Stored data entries
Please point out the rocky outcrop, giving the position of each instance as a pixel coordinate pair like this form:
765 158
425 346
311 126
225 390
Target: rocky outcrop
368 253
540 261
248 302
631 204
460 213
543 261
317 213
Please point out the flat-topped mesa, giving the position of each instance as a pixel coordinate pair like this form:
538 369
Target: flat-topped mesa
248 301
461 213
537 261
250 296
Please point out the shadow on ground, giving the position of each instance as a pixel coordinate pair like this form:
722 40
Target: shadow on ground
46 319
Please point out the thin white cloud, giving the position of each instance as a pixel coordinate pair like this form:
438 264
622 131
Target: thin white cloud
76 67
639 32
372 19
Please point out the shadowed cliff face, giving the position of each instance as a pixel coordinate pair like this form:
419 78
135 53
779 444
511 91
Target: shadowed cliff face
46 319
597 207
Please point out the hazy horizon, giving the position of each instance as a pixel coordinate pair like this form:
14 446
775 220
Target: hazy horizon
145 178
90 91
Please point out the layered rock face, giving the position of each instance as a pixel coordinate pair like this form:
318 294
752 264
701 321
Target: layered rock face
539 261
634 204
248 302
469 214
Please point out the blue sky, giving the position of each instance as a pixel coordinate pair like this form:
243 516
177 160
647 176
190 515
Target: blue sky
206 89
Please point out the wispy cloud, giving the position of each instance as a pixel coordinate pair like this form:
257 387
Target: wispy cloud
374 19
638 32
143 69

» **What is being asked**
Only the lines from the one containing "Please point out the shadowed" through the end of the entries above belong in the answer; repeat them exactly.

» **Response**
Please point out the shadowed cliff face, giving the position of each instance as a pixel coordinate pair like this form:
419 78
135 53
779 444
511 91
Target: shadowed cliff face
46 319
597 207
Please point out the hazy horizon, giving the position of each instance as a pixel coordinate pair like this form:
14 446
775 220
Target: hazy horizon
145 178
90 91
Please point out the layered rock face, giving the position of each instance as a pixel coordinate pair like this form:
318 294
752 264
701 321
Target: layered rock face
539 261
634 204
248 302
469 214
Please point out the blue sky, giving the position of each instance as a pixel coordinate pair like this form:
243 516
177 160
647 176
190 515
Target: blue sky
206 89
Please point out the wispy cloud, giving the position of each instance as a pixel coordinate pair like this form:
257 387
Target: wispy cloud
374 19
638 32
143 69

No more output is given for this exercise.